Task statement
Can you update the entries below, replacing "a point for each instance" with "one point per instance" wherever it occurs and leaving everything else unchanged?

Information supplied
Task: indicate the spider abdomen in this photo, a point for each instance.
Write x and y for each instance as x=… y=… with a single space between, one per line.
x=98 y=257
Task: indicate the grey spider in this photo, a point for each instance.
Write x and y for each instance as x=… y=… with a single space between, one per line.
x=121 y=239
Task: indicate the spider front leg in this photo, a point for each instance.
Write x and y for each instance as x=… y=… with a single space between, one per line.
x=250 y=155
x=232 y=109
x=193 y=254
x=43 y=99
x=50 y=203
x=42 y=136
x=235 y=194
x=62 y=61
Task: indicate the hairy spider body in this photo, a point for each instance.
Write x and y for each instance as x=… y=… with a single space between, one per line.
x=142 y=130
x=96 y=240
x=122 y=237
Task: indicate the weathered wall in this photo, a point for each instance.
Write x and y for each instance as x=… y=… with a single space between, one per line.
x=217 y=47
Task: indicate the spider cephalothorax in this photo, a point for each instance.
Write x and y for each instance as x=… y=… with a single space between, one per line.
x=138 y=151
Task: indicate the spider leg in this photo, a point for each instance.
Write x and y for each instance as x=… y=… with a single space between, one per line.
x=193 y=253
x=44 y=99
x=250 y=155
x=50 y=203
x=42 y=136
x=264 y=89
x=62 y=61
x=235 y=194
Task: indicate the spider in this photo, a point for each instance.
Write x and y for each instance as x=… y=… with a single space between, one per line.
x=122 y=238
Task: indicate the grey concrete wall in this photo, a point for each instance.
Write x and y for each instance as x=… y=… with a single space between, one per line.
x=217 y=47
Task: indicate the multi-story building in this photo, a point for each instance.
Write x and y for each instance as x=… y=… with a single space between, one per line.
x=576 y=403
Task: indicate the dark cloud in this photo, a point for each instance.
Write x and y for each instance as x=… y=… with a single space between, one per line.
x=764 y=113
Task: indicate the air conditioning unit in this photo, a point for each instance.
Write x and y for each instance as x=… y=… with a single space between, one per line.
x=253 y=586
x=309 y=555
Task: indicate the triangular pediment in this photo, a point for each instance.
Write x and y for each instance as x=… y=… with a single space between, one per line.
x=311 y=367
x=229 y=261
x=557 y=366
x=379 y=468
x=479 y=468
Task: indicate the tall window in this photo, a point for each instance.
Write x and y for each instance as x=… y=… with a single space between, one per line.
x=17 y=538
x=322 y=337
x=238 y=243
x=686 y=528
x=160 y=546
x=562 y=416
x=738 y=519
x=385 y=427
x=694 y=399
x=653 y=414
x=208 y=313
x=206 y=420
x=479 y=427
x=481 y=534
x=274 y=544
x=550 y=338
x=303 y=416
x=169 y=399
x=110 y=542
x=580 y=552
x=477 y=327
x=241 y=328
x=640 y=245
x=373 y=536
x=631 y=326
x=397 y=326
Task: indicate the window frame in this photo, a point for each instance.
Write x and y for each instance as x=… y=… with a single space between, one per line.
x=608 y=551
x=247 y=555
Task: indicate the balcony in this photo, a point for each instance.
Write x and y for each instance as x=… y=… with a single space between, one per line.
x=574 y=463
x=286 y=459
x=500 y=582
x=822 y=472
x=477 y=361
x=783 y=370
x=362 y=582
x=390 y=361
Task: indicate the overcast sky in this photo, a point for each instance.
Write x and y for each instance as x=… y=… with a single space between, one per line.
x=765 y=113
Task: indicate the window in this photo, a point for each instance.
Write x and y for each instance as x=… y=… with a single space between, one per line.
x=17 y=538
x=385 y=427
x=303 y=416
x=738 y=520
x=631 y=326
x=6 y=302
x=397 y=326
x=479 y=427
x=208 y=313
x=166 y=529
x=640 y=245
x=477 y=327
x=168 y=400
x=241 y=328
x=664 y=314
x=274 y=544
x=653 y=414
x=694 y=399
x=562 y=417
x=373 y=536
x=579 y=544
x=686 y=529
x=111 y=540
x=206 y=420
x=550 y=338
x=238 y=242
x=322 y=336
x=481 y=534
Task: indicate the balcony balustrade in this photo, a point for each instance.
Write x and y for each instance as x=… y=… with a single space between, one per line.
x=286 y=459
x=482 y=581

Exercise response
Task: indicate the spider abdomen in this photo, one point per instance.
Write x and y for each instance as x=… y=… with a single space between, one per line.
x=98 y=257
Task: indicate the grey spider in this photo, one point per instance.
Write x and y for each instance as x=… y=… with a single space between, one per line.
x=121 y=239
Task: indicate the spider front leg in this photo, one point per instance.
Write x and y for each instance as x=… y=… with a single space between, one per line.
x=250 y=155
x=232 y=109
x=193 y=254
x=43 y=99
x=50 y=203
x=42 y=136
x=235 y=194
x=62 y=61
Task: indicate the hairy spider body in this photo, one point per instance.
Write x and y for each instance as x=… y=… with a single space between, one per line.
x=142 y=130
x=96 y=240
x=122 y=237
Task: indicate the weathered wall in this photo, one point per instance.
Write x and y for each instance as x=… y=… with a single space between, one per line.
x=217 y=47
Task: indicate the spider cephalothorax in this photo, one point per instance.
Write x and y for each instance as x=… y=… with a single space between, one per line.
x=138 y=151
Task: indicate the spider leg in this photo, one point per instance.
Write x and y for each instance as x=… y=… with a single space between, one per line.
x=193 y=253
x=44 y=99
x=250 y=155
x=50 y=203
x=42 y=136
x=264 y=89
x=62 y=61
x=235 y=194
Task: indicate the spider in this photo, one point per instance.
Write x and y for each instance as x=… y=… with a single space between, one per line.
x=122 y=238
Task: indicate the grey concrete wall in this photo, one point per instance.
Write x and y for each instance as x=… y=… with a single space between, one per line.
x=217 y=47
Task: indicate the multi-story building in this photo, one point per instance.
Write x and y for each instance as x=… y=… with a single space between, one per line.
x=576 y=403
Task: indicate the dark cloud in this photo, one point per instance.
Write x and y for each instance as x=… y=… with a single space between, one per line.
x=764 y=113
Task: indicate the air conditioning unit in this photo, one point per instance.
Write x and y for each instance as x=… y=… with a single space between, one per line.
x=253 y=586
x=309 y=555
Task: indicate the triangular pediment in this photo, one point per instance.
Write x and y for each instance as x=… y=… with a single space between, one per line.
x=311 y=367
x=229 y=261
x=557 y=366
x=379 y=468
x=479 y=468
Task: indicate the tall window in this photo, one point per instance.
Write x and y for each instance as x=… y=… with a single space between, one per line.
x=17 y=538
x=322 y=337
x=238 y=243
x=686 y=528
x=160 y=546
x=562 y=416
x=738 y=519
x=385 y=427
x=694 y=399
x=653 y=414
x=208 y=313
x=206 y=420
x=479 y=427
x=481 y=534
x=274 y=544
x=550 y=338
x=303 y=416
x=169 y=399
x=110 y=542
x=580 y=552
x=477 y=327
x=241 y=328
x=640 y=245
x=373 y=536
x=631 y=326
x=397 y=326
Task: indicate the window frame in this photo, one point per instance.
Write x and y for each instance as x=… y=… with a single space between, one per line.
x=608 y=551
x=247 y=555
Task: indicate the balcony in this photo, one point per instance.
Write x and y for each instance as x=… y=… with a single space between, one per line.
x=574 y=463
x=286 y=459
x=500 y=582
x=822 y=472
x=477 y=361
x=783 y=370
x=362 y=582
x=390 y=361
Task: indicate the overcast sky in this photo, one point per instance.
Write x and y for each instance as x=… y=… with a single space between, one per line.
x=765 y=113
Task: indicate the window in this photo, one point per instance.
Write x and y for each instance as x=… y=… with a single space between, one per line.
x=17 y=538
x=385 y=427
x=303 y=416
x=738 y=520
x=631 y=326
x=6 y=302
x=397 y=326
x=479 y=427
x=208 y=313
x=166 y=529
x=640 y=245
x=477 y=327
x=168 y=400
x=241 y=328
x=664 y=314
x=274 y=544
x=653 y=414
x=694 y=399
x=562 y=417
x=373 y=536
x=579 y=544
x=686 y=529
x=111 y=540
x=206 y=420
x=550 y=338
x=238 y=242
x=322 y=336
x=481 y=534
Task: indicate the balcony balustrade in this photo, one point per instance.
Write x and y for each instance as x=… y=… with a single space between, one per line.
x=286 y=459
x=482 y=581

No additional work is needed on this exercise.